| Task to carry out |
Every line of the records that holds the word "roof" should be copied.

| Available data |
------------------------------------------------
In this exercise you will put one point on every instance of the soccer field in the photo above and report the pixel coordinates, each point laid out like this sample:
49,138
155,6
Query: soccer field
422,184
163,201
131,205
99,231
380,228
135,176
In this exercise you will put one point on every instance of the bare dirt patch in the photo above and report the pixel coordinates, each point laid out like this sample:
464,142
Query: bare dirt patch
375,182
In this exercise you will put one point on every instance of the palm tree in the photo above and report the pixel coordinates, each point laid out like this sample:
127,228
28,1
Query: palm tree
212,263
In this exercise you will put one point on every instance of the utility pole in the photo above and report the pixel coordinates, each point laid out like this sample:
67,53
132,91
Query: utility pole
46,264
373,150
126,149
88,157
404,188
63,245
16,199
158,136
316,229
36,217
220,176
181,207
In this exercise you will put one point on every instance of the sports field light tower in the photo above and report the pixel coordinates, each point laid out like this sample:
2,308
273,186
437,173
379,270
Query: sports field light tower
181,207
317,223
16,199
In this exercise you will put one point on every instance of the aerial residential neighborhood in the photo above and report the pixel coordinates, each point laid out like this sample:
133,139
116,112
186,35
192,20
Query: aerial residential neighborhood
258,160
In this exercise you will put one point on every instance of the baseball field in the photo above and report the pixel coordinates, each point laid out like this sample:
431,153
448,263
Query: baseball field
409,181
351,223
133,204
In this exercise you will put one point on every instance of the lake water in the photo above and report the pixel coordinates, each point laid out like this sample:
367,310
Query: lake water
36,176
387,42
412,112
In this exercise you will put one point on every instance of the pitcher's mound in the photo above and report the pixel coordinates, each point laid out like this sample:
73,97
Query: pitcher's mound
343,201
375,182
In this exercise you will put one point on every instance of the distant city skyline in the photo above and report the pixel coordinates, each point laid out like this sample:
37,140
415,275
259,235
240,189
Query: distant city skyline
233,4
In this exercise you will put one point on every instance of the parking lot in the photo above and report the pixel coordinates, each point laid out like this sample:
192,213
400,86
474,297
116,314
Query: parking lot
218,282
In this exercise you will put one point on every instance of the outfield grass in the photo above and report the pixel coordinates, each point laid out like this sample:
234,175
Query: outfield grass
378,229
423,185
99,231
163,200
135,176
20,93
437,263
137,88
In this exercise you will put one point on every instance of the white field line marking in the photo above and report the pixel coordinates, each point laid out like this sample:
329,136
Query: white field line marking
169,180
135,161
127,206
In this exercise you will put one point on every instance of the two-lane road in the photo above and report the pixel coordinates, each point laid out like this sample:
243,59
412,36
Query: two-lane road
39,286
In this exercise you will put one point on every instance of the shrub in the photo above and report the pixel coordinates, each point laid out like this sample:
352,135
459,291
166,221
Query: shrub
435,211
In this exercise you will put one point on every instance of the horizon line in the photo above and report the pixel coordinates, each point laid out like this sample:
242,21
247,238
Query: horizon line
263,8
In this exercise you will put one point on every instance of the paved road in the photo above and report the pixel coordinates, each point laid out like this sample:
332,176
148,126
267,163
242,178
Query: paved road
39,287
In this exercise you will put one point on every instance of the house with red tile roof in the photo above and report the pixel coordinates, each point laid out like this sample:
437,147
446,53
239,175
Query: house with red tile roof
------------------------------------------------
| Response area |
In this exercise you will put one point on every instance of the house with red tile roof in the photo above and report the pixel coordinates, each point laid out like this sample:
Query: house with red tile roof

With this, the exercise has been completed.